Tareas.
#1 Presenta como lista JSON de cadenas, una por cada línea y sin incluir las líneas en blanco, el tramo de las filas que empieza en la línea que contiene "panel in the photo above." y llega hasta el final de las filas.
#2 Prosigue la crónica sobre los chapulines de Oaxaca a partir de su última oración.

____ Fuente

El chapulín colorado

Tenedor Libre

ME FASCINA QUE EL PALADAR SEA un territorio tan minúsculo en el que sucedan, sin embargo, tantas cosas. Claro que las cosas que allí acaecen –detonaciones, traqueteos, estallidos– tienen su eco, antes o después, en la cultura del terrateniente de esa geografía cavernosa de dientes, lengua y campanita. Quiero decir: al margen del goce instantáneo que provoque un Pinot Noir de Chacra en la boca, esa complacencia establece un correlato con la literatura, el cine o la televisión que uno haya consumido.

Añejado preámbulo para ir al grano: de las comidas más raras que probé sobresale el osado consumo de chapulines en un mercado de Oaxaca, provincia mexicana dedicada a la producción del mezcal. De hecho, embuché tacos rebosantes de chapulines, que apuré debidamente con dos chupitos consecutivos en modalidad fondo blanco de botella Amores (sin gusano: el gusano es puro marketing). ¿Cómo el chapulín colorado? Idéntico. Hablo, sin tapujos, de saltamontes.

________
____ Datos proporcionados

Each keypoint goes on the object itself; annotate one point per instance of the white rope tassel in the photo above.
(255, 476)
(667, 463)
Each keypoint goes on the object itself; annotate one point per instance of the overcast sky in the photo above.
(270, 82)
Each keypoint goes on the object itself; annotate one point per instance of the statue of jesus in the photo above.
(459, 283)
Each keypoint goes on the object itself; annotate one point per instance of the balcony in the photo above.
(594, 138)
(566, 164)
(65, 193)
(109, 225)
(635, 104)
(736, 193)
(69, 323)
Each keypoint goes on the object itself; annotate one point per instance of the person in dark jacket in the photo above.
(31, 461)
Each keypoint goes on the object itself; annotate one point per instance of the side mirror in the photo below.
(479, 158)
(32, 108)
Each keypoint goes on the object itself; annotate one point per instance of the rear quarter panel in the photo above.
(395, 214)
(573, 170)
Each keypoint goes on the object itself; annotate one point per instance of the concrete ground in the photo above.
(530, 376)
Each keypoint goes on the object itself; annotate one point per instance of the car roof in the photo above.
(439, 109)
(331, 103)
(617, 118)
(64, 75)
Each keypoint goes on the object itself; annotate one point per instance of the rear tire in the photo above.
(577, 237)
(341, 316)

________

Respuestas.
#1
[
  "Each keypoint goes on the object itself; annotate one point per instance of the rear quarter panel in the photo above.",
  "(395, 214)",
  "(573, 170)",
  "Each keypoint goes on the object itself; annotate one point per instance of the concrete ground in the photo above.",
  "(530, 376)",
  "Each keypoint goes on the object itself; annotate one point per instance of the car roof in the photo above.",
  "(439, 109)",
  "(331, 103)",
  "(617, 118)",
  "(64, 75)",
  "Each keypoint goes on the object itself; annotate one point per instance of the rear tire in the photo above.",
  "(577, 237)",
  "(341, 316)"
]

#2
Un taco de harina azul recién amasado y una cantidad ingente de insectitos tostados en el acto. Además: cebollita, ajo, aguacate, limón y sal de magüey. Corolario: un agridulce tabacoso que ni libros ni películas ni series de TV me hicieron ubicar en la microscópica enciclopedia del paladar, que pedía referencias a los gritos. Pues no. No las hubo. Cric las patitas elásticas y crocantes, crac las antenitas crujientes.

Que son proteína sin grasa me tiene sin cuidado. Que se trata de un plato milenario, también. Tripa corazón y punto. Supe que tragaba refulgencias míticas que entonan bellos himnos nocturnos. ¿Comía cantos de la naturaleza de un solo bocado? Algo así.

Y tampoco me reconforta saber que Moisés los incluía en su dieta, sean saltamontes, grillos o langostas, muy por delante de la carne de cerdo, y que San Juan Bautista los morfaba con miel silvestre.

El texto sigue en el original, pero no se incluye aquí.